Task objective: Count the lines below holding "curtain" and answer with that number only.

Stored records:
============
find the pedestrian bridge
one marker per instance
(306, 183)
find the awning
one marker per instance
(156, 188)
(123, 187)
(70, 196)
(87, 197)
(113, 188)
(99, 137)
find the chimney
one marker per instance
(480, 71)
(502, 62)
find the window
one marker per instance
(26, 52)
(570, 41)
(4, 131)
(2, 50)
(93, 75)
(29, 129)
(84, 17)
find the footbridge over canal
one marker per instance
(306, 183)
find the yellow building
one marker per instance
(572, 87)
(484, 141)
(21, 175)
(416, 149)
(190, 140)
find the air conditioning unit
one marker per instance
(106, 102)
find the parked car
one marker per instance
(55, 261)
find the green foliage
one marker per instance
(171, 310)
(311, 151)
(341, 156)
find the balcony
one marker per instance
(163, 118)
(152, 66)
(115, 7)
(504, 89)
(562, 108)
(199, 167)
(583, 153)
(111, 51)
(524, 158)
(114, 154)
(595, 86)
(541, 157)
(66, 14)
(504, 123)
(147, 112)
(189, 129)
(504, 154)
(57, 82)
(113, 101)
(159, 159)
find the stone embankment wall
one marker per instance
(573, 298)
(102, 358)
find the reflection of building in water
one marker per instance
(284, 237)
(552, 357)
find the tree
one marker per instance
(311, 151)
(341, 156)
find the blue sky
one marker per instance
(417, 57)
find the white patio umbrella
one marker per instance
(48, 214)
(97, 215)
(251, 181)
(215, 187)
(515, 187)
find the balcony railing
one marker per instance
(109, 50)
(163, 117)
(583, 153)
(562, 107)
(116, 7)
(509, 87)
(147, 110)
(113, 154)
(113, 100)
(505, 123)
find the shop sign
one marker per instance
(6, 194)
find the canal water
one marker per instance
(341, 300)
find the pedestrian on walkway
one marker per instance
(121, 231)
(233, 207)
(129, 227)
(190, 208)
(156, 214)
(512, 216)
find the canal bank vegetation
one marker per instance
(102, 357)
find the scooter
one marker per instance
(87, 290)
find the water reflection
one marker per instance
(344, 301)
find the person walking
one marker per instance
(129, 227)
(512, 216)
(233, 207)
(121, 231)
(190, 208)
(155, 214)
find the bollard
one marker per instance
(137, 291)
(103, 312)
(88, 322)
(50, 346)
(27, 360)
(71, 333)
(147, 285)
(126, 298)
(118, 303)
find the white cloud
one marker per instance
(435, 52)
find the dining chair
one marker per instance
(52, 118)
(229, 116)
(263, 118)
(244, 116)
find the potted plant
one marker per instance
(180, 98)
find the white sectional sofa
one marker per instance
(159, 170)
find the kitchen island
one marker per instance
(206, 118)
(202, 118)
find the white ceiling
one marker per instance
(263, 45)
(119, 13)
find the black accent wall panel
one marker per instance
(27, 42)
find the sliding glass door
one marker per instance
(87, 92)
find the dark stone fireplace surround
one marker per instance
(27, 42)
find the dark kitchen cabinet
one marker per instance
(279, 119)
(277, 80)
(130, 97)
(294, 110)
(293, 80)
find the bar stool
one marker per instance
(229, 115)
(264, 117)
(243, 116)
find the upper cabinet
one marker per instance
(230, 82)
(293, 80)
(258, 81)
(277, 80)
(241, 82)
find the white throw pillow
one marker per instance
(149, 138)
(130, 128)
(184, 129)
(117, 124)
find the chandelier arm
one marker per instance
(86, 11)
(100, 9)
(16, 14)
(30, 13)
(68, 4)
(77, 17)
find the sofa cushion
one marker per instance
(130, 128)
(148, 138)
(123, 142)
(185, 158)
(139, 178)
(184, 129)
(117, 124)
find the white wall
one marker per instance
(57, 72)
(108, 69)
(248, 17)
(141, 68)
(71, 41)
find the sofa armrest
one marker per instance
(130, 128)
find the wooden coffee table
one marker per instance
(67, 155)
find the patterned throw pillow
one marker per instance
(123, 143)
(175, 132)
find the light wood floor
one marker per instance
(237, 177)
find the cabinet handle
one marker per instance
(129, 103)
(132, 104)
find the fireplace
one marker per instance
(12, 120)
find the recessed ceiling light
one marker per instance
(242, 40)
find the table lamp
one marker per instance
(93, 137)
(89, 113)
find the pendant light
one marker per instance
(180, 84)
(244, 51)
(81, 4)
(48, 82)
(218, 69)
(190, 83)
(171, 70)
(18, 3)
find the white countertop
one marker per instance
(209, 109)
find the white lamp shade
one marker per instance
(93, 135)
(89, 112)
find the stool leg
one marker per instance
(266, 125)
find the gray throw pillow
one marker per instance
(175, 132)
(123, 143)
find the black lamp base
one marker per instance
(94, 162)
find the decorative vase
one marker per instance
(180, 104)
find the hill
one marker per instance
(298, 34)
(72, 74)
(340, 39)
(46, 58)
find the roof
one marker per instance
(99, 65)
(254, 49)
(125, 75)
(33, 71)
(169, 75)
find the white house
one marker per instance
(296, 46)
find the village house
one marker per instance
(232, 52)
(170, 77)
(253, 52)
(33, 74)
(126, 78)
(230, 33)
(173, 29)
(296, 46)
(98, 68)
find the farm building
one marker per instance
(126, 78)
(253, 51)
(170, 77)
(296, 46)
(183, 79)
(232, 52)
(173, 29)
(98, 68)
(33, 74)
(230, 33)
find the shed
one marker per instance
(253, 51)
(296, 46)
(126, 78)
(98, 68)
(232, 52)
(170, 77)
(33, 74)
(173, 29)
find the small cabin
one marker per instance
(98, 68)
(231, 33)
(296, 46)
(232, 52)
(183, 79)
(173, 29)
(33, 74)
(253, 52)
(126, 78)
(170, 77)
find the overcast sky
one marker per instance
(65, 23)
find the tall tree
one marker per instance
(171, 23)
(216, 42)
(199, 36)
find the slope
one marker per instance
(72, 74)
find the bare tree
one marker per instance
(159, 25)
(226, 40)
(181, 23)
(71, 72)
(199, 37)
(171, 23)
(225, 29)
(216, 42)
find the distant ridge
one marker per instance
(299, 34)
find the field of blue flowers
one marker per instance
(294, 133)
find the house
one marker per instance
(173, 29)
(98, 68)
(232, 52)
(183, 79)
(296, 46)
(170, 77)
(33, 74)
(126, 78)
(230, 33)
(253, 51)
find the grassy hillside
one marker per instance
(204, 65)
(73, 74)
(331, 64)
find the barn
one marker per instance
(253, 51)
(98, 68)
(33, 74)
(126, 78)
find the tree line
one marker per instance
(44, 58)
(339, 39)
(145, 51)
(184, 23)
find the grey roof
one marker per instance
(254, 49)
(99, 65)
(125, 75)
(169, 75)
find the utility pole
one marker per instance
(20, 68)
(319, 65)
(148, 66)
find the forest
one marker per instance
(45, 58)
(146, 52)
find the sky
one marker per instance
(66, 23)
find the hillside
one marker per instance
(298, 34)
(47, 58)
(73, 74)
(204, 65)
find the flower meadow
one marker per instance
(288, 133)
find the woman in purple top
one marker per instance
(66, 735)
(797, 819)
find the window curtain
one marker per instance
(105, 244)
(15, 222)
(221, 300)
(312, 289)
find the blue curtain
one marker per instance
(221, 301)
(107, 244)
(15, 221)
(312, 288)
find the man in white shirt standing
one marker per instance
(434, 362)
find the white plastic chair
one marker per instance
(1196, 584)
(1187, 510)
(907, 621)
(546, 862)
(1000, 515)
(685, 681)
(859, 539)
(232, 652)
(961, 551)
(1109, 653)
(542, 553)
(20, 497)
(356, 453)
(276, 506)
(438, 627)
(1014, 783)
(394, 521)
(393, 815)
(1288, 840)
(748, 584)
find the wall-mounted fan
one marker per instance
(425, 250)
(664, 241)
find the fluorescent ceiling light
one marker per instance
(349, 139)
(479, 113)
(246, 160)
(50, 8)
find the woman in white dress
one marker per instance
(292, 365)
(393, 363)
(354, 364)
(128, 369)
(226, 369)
============
Expected answer: 2